*Set exercise:* Lay out every line of the items below as a Markdown table with two columns, Row and Line, where Row holds the line's number and Line holds its text. Leave out blank lines.

*The data:*
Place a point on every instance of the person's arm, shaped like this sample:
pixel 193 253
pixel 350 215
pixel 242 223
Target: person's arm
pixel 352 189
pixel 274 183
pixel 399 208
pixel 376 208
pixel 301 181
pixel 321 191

*Exercise answer:*
| Row | Line |
|---|---|
| 1 | Place a point on every instance of the person's arm, shaped like this sample: |
| 2 | pixel 193 253 |
| 3 | pixel 350 215 |
| 4 | pixel 242 223 |
| 5 | Target: person's arm |
| 6 | pixel 352 189 |
| 7 | pixel 274 183 |
| 8 | pixel 399 208 |
| 9 | pixel 376 208 |
| 10 | pixel 301 181 |
| 11 | pixel 321 191 |